Selected passage >>

-=-=-

Re: [reiserfs-list] Re: magic is useless & Determining File Types

2002-01-12 Thread Alexander G. M. Smith

David L. Parsley <[EMAIL PROTECTED]> wrote on Fri, 04 Jan 2002 19:23:11 -0500:
> I'll agree that I initially thought the 'file as directory' idea had a 
> very high cool factor - but Linus, Al Viro, etc. convinced me otherwise. 
> This also makes me think you'll have a hard time getting the kernel 
> changed to let you open a file as a directory.

Why did they reject the idea?  It seems to work so well, having
objects which have both contents (data like a file) and subobjects
(like a directory).  Is there an objection other than it isn't the
traditional way of doing things?

If the kernel people can't fit it in, it can be hacked around.
Perhaps have each object appear twice in directory listings (once
as a file, once as a directory, perhaps with a slightly different
name).  Or have an alternate API via ioctl codes until it gets
accepted as being worthy of the kernel.

- Alex



Re: [reiserfs-list] Re: magic is useless & Determining File Types

2002-01-12 Thread Alexander G. M. Smith

Andrew Clausen <[EMAIL PROTECTED]> wrote on Sat, 12 Jan 2002 09:25:18 +1100:
> For package types, it's really both a Debian package and an ar
> archive (yes?).  Perhaps file(1) should know about such packages,
> and call an extracter, and reinvoke itself?

With the XML as a file system approach, the type of each subobject/file
would also be visible.  The type of the top level thing would be some
sort of containerish type.  If the user wants to know more, they can
open it up (like a directory) and look inside.  A GUI display of the
top object's contents would have icons that reflect the types of the
things inside the directory.

> Using EAs also feels wrong.  How do you embed files in XML?
> Pipes?  tar and friends need to know...

-=-=-

(Collection entries)
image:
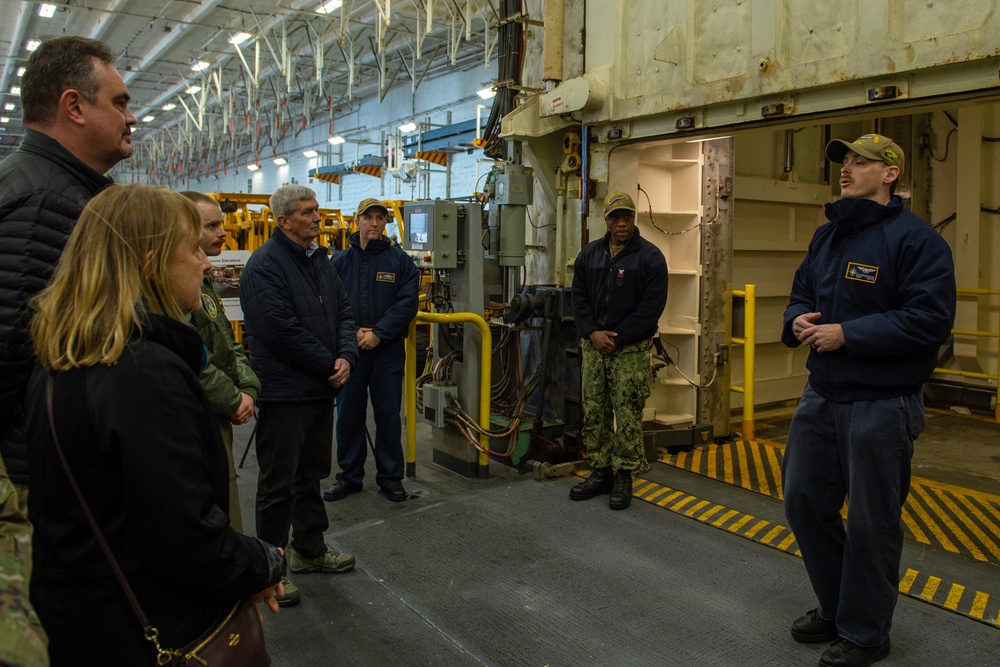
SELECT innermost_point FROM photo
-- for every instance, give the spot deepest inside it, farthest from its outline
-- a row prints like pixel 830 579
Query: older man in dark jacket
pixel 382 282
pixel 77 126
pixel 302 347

-=-=-

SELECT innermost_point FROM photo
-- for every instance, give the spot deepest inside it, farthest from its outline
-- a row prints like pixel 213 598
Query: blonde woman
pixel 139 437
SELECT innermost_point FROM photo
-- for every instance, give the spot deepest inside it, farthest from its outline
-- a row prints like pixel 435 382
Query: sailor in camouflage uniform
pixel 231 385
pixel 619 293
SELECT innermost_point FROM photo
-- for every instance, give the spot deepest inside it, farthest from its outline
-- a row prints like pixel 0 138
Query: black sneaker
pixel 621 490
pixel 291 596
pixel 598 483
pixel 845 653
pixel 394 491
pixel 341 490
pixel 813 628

-=-=-

Objective >> Repeat the mailing-list posts word for word, starting at "Why did they" and ending at "of the kernel.". The data was drawn from a separate source.

Reply to the exercise >>
Why did they reject the idea?  It seems to work so well, having
objects which have both contents (data like a file) and subobjects
(like a directory).  Is there an objection other than it isn't the
traditional way of doing things?

If the kernel people can't fit it in, it can be hacked around.
Perhaps have each object appear twice in directory listings (once
as a file, once as a directory, perhaps with a slightly different
name).  Or have an alternate API via ioctl codes until it gets
accepted as being worthy of the kernel.